__Aim of the exercise__
Convert the records below into a Markdown table with the columns Row and Line, putting each non-blank line in its own numbered row.

__Material shown__
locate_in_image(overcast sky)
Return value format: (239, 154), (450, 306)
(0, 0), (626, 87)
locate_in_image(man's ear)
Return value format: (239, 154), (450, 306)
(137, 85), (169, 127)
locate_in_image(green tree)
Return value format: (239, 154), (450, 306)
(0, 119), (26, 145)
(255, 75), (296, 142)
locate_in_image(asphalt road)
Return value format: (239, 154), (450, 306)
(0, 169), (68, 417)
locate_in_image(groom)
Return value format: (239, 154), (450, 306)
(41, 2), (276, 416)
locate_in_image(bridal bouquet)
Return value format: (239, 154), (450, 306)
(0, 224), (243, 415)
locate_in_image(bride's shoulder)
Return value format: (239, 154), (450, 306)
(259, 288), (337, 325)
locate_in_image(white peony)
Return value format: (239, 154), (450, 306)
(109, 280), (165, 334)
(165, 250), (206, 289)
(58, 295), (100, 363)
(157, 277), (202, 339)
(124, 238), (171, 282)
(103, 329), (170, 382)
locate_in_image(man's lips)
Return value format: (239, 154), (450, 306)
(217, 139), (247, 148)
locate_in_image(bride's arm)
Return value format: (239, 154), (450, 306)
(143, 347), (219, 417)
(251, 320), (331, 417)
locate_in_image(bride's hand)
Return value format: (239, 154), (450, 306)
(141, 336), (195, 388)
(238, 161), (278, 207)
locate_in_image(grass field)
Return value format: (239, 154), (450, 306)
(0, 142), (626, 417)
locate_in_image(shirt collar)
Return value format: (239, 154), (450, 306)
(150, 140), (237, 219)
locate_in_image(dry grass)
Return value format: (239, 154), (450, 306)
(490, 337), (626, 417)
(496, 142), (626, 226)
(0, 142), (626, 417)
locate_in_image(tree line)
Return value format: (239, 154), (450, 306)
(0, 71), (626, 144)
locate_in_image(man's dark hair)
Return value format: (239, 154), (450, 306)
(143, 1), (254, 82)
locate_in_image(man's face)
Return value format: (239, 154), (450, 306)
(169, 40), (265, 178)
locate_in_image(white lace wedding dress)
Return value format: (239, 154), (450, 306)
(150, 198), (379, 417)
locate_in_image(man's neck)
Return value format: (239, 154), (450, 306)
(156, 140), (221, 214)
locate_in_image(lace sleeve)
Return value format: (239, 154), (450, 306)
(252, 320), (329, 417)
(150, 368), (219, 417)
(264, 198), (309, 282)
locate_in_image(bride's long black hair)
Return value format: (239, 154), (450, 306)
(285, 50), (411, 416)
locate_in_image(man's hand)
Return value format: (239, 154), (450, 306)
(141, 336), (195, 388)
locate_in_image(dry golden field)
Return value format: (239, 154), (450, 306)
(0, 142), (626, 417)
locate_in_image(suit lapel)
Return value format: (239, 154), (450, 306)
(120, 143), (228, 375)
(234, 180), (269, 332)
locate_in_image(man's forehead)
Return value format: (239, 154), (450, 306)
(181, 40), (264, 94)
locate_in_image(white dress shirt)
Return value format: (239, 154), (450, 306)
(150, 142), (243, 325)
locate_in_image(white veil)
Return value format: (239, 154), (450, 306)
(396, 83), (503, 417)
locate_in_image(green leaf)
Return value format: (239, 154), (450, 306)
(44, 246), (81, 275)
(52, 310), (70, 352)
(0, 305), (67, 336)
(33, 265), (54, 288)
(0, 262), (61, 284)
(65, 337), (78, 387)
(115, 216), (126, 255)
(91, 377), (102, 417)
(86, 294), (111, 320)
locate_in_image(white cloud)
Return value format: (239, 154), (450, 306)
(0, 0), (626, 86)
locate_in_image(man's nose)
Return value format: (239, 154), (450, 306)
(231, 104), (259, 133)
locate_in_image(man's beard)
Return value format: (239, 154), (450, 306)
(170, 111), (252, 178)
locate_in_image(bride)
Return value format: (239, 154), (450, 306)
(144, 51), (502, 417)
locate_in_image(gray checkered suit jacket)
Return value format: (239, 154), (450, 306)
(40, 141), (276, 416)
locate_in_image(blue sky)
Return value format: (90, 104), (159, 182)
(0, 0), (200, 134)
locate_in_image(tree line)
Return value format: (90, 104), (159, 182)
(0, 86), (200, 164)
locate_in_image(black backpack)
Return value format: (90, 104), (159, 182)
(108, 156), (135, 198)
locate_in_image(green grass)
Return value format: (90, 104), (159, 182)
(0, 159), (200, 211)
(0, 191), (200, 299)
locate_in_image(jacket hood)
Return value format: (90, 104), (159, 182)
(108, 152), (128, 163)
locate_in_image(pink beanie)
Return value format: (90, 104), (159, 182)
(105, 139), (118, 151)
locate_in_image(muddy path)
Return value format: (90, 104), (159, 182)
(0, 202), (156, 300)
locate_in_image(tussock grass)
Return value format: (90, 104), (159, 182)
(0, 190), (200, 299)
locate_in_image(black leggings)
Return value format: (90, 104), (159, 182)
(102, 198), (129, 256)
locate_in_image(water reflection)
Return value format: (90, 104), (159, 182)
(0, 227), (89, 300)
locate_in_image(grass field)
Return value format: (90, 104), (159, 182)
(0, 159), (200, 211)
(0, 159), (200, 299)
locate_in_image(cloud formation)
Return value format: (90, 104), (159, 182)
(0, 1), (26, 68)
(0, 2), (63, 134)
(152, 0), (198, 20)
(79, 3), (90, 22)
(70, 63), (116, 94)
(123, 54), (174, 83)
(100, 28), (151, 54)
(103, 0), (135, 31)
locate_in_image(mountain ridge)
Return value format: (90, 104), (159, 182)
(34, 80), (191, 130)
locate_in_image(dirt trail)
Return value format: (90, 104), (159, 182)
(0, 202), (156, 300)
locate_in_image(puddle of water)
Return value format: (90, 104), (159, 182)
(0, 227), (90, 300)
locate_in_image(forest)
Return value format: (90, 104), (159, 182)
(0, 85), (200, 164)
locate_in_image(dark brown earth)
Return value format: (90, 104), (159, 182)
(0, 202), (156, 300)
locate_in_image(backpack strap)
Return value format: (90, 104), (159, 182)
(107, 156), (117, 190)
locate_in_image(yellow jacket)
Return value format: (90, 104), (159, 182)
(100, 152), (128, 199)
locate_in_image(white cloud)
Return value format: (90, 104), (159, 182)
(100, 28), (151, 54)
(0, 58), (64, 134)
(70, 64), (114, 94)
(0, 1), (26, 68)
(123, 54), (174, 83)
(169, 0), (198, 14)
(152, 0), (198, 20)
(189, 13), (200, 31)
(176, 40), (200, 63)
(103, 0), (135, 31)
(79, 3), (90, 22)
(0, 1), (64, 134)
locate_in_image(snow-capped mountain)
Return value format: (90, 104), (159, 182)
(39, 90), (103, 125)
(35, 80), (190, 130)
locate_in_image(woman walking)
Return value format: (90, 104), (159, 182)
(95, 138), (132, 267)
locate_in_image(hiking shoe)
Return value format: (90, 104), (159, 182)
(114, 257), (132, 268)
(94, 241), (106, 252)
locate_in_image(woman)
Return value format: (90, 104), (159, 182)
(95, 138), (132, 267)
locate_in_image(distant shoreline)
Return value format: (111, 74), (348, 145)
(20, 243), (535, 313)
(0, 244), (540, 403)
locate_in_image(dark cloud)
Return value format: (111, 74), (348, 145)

__Written response__
| Row | Line |
|---|---|
| 1 | locate_in_image(overcast sky) |
| 2 | Return value format: (239, 154), (450, 306) |
| 3 | (0, 0), (626, 87) |
| 4 | locate_in_image(man's ear) |
| 5 | Return value format: (239, 154), (450, 306) |
| 6 | (137, 85), (169, 127) |
| 7 | locate_in_image(green tree) |
| 8 | Return value format: (239, 154), (450, 306) |
| 9 | (0, 119), (26, 145) |
| 10 | (255, 75), (296, 142) |
| 11 | locate_in_image(asphalt road) |
| 12 | Return value format: (239, 154), (450, 306) |
| 13 | (0, 169), (68, 417) |
| 14 | locate_in_image(groom) |
| 15 | Return value format: (239, 154), (450, 306) |
| 16 | (41, 2), (276, 416) |
| 17 | locate_in_image(bridal bouquet) |
| 18 | Return value format: (239, 154), (450, 306) |
| 19 | (0, 224), (243, 415) |
| 20 | locate_in_image(bride's shoulder) |
| 21 | Return value format: (239, 154), (450, 306) |
| 22 | (259, 288), (337, 325) |
| 23 | locate_in_image(white peony) |
| 24 | Return value format: (239, 154), (450, 306) |
| 25 | (109, 280), (165, 334) |
| 26 | (165, 250), (206, 289) |
| 27 | (58, 295), (100, 363) |
| 28 | (157, 277), (202, 339) |
| 29 | (124, 238), (171, 282) |
| 30 | (103, 329), (170, 382) |
| 31 | locate_in_image(man's lips) |
| 32 | Return value format: (239, 154), (450, 306) |
| 33 | (217, 139), (247, 148) |
| 34 | locate_in_image(bride's arm) |
| 35 | Return value format: (239, 154), (450, 306) |
| 36 | (143, 347), (219, 417) |
| 37 | (251, 320), (331, 417) |
| 38 | locate_in_image(bride's hand) |
| 39 | Return value format: (239, 154), (450, 306) |
| 40 | (141, 336), (195, 388) |
| 41 | (238, 161), (278, 207) |
| 42 | locate_in_image(grass field) |
| 43 | Return value format: (239, 154), (450, 306) |
| 44 | (0, 142), (626, 417) |
| 45 | locate_in_image(shirt collar) |
| 46 | Return value format: (239, 154), (450, 306) |
| 47 | (150, 140), (237, 219) |
| 48 | locate_in_image(dry grass) |
| 49 | Return value format: (239, 154), (450, 306) |
| 50 | (490, 337), (626, 417) |
| 51 | (496, 142), (626, 226) |
| 52 | (0, 142), (626, 417) |
| 53 | locate_in_image(tree line) |
| 54 | Return value format: (239, 154), (450, 306) |
| 55 | (0, 71), (626, 144) |
| 56 | locate_in_image(man's dark hair) |
| 57 | Return value format: (239, 154), (450, 306) |
| 58 | (143, 1), (254, 82) |
| 59 | locate_in_image(man's face) |
| 60 | Return value format: (239, 154), (450, 306) |
| 61 | (169, 40), (265, 178) |
| 62 | locate_in_image(white lace wedding dress) |
| 63 | Return value format: (239, 154), (450, 306) |
| 64 | (150, 198), (379, 417) |
| 65 | locate_in_image(man's neck) |
| 66 | Return value format: (239, 154), (450, 306) |
| 67 | (156, 140), (221, 214) |
| 68 | locate_in_image(lace sleeve) |
| 69 | Return value format: (239, 154), (450, 306) |
| 70 | (252, 320), (329, 417) |
| 71 | (150, 368), (219, 417) |
| 72 | (264, 198), (309, 282) |
| 73 | locate_in_image(bride's long black hair) |
| 74 | Return value format: (239, 154), (450, 306) |
| 75 | (285, 50), (411, 416) |
| 76 | locate_in_image(man's hand) |
| 77 | Return value format: (239, 154), (450, 306) |
| 78 | (141, 336), (195, 388) |
| 79 | locate_in_image(dry golden field) |
| 80 | Return value format: (239, 154), (450, 306) |
| 81 | (0, 142), (626, 417) |
| 82 | locate_in_image(suit lapel) |
| 83 | Return value format: (239, 154), (450, 306) |
| 84 | (120, 143), (228, 375) |
| 85 | (234, 180), (269, 332) |
| 86 | locate_in_image(man's forehead) |
| 87 | Return value format: (239, 154), (450, 306) |
| 88 | (181, 40), (264, 94) |
| 89 | locate_in_image(white dress shirt) |
| 90 | Return value format: (239, 154), (450, 306) |
| 91 | (150, 142), (243, 325) |
| 92 | locate_in_image(white veil) |
| 93 | Return value format: (239, 154), (450, 306) |
| 94 | (396, 83), (503, 417) |
| 95 | locate_in_image(green leaf) |
| 96 | Return value format: (239, 154), (450, 306) |
| 97 | (44, 246), (81, 275) |
| 98 | (52, 310), (70, 352) |
| 99 | (0, 305), (67, 336) |
| 100 | (33, 265), (54, 288) |
| 101 | (0, 262), (61, 284) |
| 102 | (65, 337), (78, 387) |
| 103 | (115, 216), (126, 255) |
| 104 | (91, 377), (102, 417) |
| 105 | (86, 294), (111, 320) |
| 106 | locate_in_image(white cloud) |
| 107 | Return value format: (239, 154), (450, 306) |
| 108 | (0, 0), (626, 86) |
| 109 | locate_in_image(man's nose) |
| 110 | Return value format: (239, 154), (450, 306) |
| 111 | (231, 104), (259, 133) |
| 112 | locate_in_image(man's beard) |
| 113 | Return value format: (239, 154), (450, 306) |
| 114 | (170, 111), (252, 178) |
| 115 | locate_in_image(bride) |
| 116 | Return value format: (239, 154), (450, 306) |
| 117 | (144, 51), (502, 417) |
| 118 | locate_in_image(gray checkered suit jacket) |
| 119 | Return value format: (239, 154), (450, 306) |
| 120 | (40, 141), (276, 416) |
| 121 | locate_in_image(blue sky) |
| 122 | Return value format: (90, 104), (159, 182) |
| 123 | (0, 0), (200, 134) |
| 124 | locate_in_image(tree line) |
| 125 | Return value format: (90, 104), (159, 182) |
| 126 | (0, 86), (200, 164) |
| 127 | locate_in_image(black backpack) |
| 128 | Return value format: (90, 104), (159, 182) |
| 129 | (108, 156), (135, 198) |
| 130 | locate_in_image(green grass) |
| 131 | Return value format: (90, 104), (159, 182) |
| 132 | (0, 159), (200, 211) |
| 133 | (0, 191), (200, 299) |
| 134 | locate_in_image(jacket hood) |
| 135 | Return value format: (90, 104), (159, 182) |
| 136 | (108, 152), (128, 163) |
| 137 | locate_in_image(pink beanie) |
| 138 | Return value format: (90, 104), (159, 182) |
| 139 | (105, 139), (118, 151) |
| 140 | locate_in_image(muddy path) |
| 141 | Return value format: (90, 104), (159, 182) |
| 142 | (0, 202), (156, 300) |
| 143 | locate_in_image(tussock grass) |
| 144 | Return value format: (90, 104), (159, 182) |
| 145 | (0, 190), (200, 299) |
| 146 | locate_in_image(black leggings) |
| 147 | Return value format: (90, 104), (159, 182) |
| 148 | (102, 198), (129, 256) |
| 149 | locate_in_image(water reflection) |
| 150 | Return value format: (90, 104), (159, 182) |
| 151 | (0, 227), (89, 300) |
| 152 | locate_in_image(grass field) |
| 153 | Return value format: (90, 104), (159, 182) |
| 154 | (0, 159), (200, 211) |
| 155 | (0, 159), (200, 299) |
| 156 | locate_in_image(cloud formation) |
| 157 | Return value format: (90, 104), (159, 182) |
| 158 | (0, 1), (26, 68) |
| 159 | (0, 2), (63, 134) |
| 160 | (152, 0), (198, 20) |
| 161 | (79, 3), (90, 22) |
| 162 | (70, 63), (116, 94) |
| 163 | (123, 54), (174, 83) |
| 164 | (100, 28), (151, 54) |
| 165 | (103, 0), (135, 31) |
| 166 | locate_in_image(mountain ridge) |
| 167 | Return value format: (90, 104), (159, 182) |
| 168 | (34, 80), (191, 130) |
| 169 | locate_in_image(dirt trail) |
| 170 | Return value format: (90, 104), (159, 182) |
| 171 | (0, 202), (156, 300) |
| 172 | locate_in_image(puddle of water) |
| 173 | Return value format: (90, 104), (159, 182) |
| 174 | (0, 227), (90, 300) |
| 175 | locate_in_image(forest) |
| 176 | Return value format: (90, 104), (159, 182) |
| 177 | (0, 85), (200, 164) |
| 178 | locate_in_image(dark brown earth) |
| 179 | Return value format: (90, 104), (159, 182) |
| 180 | (0, 202), (156, 300) |
| 181 | locate_in_image(backpack strap) |
| 182 | Return value format: (90, 104), (159, 182) |
| 183 | (107, 156), (117, 190) |
| 184 | locate_in_image(yellow jacket) |
| 185 | Return value format: (90, 104), (159, 182) |
| 186 | (100, 152), (128, 199) |
| 187 | locate_in_image(white cloud) |
| 188 | Return value format: (90, 104), (159, 182) |
| 189 | (100, 28), (151, 54) |
| 190 | (0, 58), (64, 134) |
| 191 | (70, 64), (114, 94) |
| 192 | (0, 1), (26, 68) |
| 193 | (123, 54), (174, 83) |
| 194 | (169, 0), (198, 14) |
| 195 | (152, 0), (198, 20) |
| 196 | (189, 13), (200, 31) |
| 197 | (176, 40), (200, 63) |
| 198 | (103, 0), (135, 31) |
| 199 | (79, 3), (90, 22) |
| 200 | (0, 1), (64, 134) |
| 201 | locate_in_image(snow-capped mountain) |
| 202 | Return value format: (90, 104), (159, 182) |
| 203 | (39, 90), (103, 125) |
| 204 | (35, 80), (190, 130) |
| 205 | locate_in_image(woman walking) |
| 206 | Return value format: (90, 104), (159, 182) |
| 207 | (95, 138), (132, 267) |
| 208 | locate_in_image(hiking shoe) |
| 209 | Return value format: (90, 104), (159, 182) |
| 210 | (114, 257), (132, 268) |
| 211 | (94, 241), (106, 252) |
| 212 | locate_in_image(woman) |
| 213 | Return value format: (90, 104), (159, 182) |
| 214 | (95, 138), (132, 267) |
| 215 | locate_in_image(distant shoreline) |
| 216 | Return value format: (111, 74), (348, 145) |
| 217 | (20, 243), (535, 313) |
| 218 | (0, 244), (540, 403) |
| 219 | locate_in_image(dark cloud) |
| 220 | Return value format: (111, 74), (348, 145) |